[Records provided — start]

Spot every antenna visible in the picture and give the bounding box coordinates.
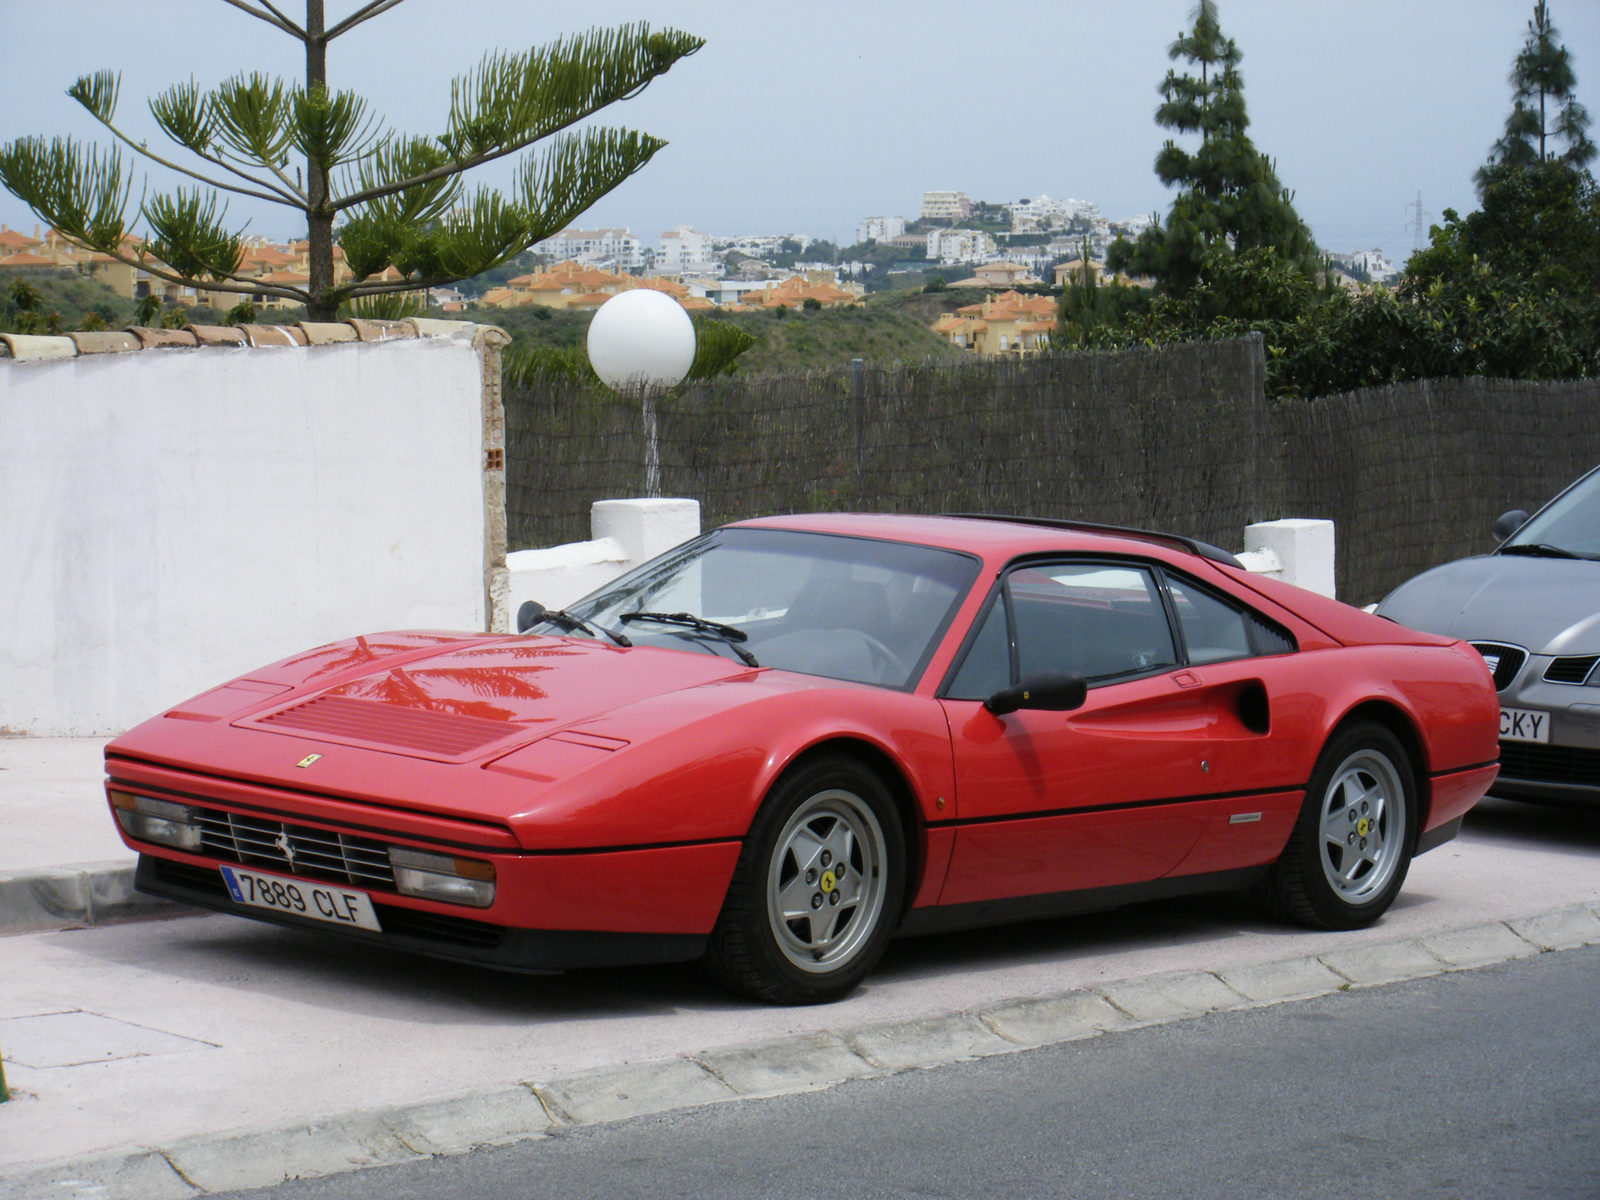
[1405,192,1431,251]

[Records provided — finish]
[Records provided — start]

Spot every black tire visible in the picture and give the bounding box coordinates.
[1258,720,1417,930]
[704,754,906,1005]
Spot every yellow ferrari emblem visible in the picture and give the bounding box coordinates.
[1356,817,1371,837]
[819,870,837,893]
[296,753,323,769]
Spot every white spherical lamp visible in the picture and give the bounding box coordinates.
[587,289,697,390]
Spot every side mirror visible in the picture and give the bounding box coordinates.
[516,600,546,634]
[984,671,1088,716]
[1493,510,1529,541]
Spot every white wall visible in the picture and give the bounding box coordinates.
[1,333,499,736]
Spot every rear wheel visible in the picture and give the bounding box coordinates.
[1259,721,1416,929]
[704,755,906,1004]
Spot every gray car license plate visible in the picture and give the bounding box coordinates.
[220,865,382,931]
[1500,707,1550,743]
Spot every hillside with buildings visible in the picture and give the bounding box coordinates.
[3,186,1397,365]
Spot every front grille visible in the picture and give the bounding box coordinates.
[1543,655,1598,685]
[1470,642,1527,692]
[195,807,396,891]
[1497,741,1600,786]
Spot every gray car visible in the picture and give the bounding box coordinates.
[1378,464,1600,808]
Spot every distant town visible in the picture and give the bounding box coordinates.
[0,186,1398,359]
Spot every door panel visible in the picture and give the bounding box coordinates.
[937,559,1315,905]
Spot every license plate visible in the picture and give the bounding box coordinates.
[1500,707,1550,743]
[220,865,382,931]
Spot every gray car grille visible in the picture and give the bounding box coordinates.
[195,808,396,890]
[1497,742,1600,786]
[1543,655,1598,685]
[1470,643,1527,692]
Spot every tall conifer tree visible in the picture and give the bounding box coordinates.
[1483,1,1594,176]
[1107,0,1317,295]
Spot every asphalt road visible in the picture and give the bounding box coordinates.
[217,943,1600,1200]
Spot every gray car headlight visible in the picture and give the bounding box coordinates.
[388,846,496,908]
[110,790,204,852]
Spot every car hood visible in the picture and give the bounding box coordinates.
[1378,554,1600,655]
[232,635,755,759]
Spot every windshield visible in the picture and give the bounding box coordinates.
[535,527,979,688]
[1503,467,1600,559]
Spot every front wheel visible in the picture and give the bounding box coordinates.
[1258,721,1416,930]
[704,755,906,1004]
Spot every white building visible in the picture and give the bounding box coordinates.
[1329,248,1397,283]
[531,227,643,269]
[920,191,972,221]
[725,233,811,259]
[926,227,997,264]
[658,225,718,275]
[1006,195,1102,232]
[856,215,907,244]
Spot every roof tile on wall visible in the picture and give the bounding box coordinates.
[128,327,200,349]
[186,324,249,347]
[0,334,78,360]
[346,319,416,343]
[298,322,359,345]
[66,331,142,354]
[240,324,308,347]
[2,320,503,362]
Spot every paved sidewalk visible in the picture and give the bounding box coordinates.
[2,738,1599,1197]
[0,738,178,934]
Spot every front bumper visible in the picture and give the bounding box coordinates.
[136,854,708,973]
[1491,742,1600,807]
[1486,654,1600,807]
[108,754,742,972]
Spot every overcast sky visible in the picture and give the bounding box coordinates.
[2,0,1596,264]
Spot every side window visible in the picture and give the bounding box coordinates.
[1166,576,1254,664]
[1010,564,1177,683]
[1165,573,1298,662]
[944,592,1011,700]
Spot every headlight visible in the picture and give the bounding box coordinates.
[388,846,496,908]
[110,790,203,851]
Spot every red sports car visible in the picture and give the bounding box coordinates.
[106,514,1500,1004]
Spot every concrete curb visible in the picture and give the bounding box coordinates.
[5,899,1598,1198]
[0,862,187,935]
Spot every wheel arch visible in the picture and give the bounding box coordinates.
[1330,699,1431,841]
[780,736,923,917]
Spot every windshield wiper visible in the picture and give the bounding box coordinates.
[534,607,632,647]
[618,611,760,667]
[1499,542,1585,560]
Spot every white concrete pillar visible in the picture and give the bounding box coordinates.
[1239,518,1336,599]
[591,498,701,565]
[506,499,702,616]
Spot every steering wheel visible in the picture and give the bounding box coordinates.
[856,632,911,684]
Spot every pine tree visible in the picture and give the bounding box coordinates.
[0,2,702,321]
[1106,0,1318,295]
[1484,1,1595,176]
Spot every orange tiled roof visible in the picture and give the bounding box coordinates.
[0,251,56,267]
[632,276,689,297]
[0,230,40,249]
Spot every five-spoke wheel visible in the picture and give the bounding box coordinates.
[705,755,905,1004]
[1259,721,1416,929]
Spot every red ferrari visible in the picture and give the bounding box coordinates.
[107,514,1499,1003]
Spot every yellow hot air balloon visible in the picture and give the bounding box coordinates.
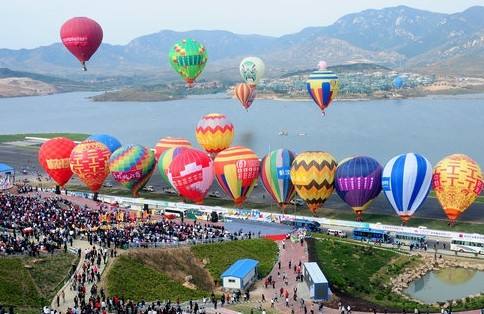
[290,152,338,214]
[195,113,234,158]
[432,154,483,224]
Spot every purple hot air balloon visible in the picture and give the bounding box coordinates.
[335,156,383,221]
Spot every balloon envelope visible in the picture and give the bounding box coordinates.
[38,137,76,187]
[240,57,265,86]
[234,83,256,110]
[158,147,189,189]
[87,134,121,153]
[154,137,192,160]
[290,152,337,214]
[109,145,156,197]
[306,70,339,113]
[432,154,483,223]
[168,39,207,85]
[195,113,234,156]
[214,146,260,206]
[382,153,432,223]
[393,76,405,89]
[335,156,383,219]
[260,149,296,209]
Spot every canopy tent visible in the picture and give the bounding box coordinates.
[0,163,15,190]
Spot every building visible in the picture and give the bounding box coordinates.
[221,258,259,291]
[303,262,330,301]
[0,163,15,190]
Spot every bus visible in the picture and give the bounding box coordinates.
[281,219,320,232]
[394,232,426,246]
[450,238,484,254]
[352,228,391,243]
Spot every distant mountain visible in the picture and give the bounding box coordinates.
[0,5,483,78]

[Records provided — finish]
[Records provided — start]

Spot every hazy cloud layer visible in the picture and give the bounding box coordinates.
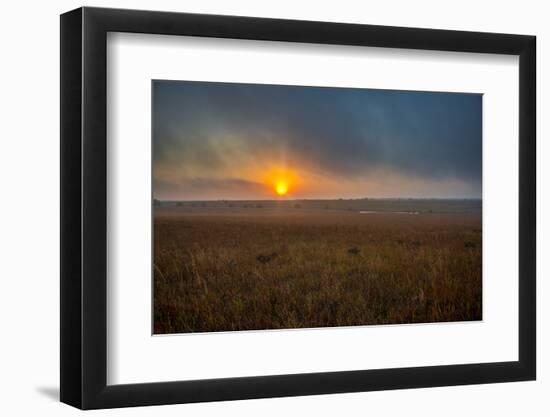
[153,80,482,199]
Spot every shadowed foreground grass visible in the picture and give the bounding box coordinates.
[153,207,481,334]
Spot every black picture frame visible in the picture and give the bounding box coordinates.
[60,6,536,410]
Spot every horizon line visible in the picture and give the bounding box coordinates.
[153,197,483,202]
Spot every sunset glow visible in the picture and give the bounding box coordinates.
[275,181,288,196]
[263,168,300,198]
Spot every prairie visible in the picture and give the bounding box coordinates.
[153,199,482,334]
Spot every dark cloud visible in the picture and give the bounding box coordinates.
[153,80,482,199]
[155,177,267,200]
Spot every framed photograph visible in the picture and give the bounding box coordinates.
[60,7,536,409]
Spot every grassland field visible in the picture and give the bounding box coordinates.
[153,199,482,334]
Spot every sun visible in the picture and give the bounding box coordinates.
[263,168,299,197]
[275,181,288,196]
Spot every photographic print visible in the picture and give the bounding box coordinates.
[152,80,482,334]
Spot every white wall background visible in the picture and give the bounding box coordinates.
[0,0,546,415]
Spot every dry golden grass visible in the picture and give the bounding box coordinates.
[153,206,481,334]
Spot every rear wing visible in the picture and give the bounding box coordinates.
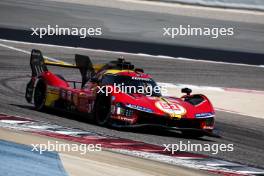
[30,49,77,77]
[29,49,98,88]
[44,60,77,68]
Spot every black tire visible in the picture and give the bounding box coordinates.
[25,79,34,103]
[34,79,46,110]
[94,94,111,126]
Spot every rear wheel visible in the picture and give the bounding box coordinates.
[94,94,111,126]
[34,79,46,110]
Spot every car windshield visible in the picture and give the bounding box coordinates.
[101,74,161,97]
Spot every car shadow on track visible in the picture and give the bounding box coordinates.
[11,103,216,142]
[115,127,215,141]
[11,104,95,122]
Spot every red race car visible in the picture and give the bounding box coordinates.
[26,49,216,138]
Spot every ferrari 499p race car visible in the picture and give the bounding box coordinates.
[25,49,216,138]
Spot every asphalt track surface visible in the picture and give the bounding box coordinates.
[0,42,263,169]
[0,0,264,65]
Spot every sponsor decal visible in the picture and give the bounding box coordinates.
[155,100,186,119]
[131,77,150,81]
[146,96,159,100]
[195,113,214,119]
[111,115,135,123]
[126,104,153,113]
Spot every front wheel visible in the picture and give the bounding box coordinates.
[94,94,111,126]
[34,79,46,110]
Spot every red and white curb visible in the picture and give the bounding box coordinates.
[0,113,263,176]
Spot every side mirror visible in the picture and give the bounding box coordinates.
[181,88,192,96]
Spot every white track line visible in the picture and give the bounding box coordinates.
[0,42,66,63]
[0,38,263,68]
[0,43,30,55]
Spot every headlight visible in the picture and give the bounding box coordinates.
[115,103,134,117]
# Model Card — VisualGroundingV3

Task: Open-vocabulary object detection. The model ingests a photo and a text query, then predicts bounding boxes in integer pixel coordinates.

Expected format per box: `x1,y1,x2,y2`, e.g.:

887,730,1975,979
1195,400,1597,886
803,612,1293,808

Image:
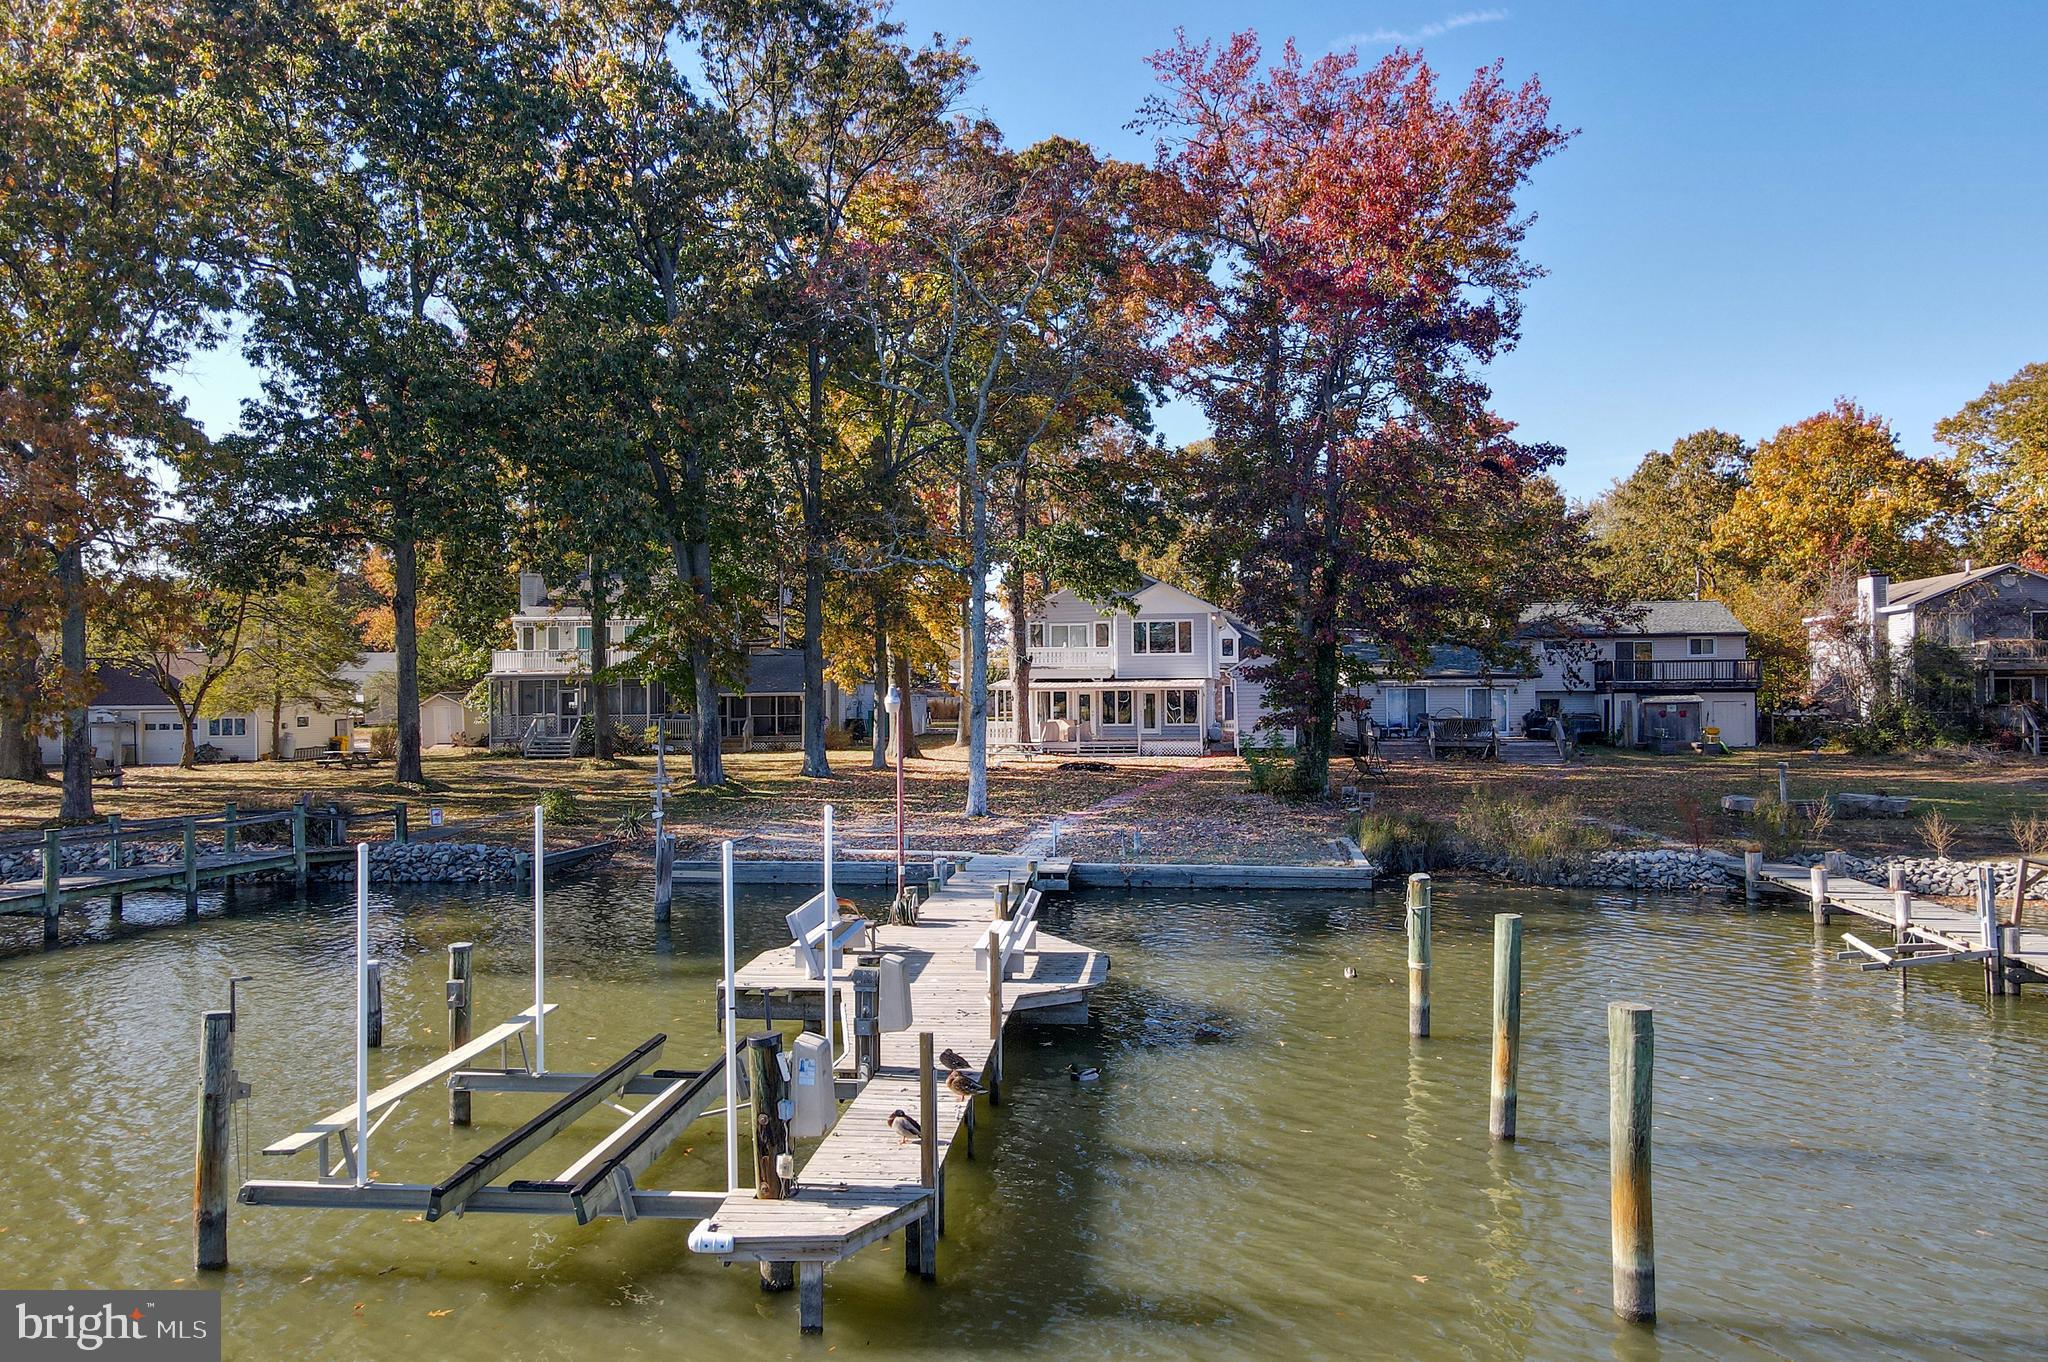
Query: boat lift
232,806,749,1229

[Records provided — finish]

- **About this exercise**
All lines in the data above from the one with "Spot every white track" through the one with "Expected format per" must be repeated exactly, and no others.

- **Result of the exercise**
Spot every white track line visible in the picture and give the bounding box coordinates.
[0,42,66,63]
[0,38,263,68]
[0,43,30,55]
Spot every headlight visible in the picture and give the bounding box coordinates.
[115,103,134,117]
# Model Card — VisualGroundingV3

Task: Open-vocabulary object detection. The model ingests a photo and a text query, then predicts bounding boxes in integer pixel coordinates.

Expected format per box: `x1,y1,x2,y2`, e.g.:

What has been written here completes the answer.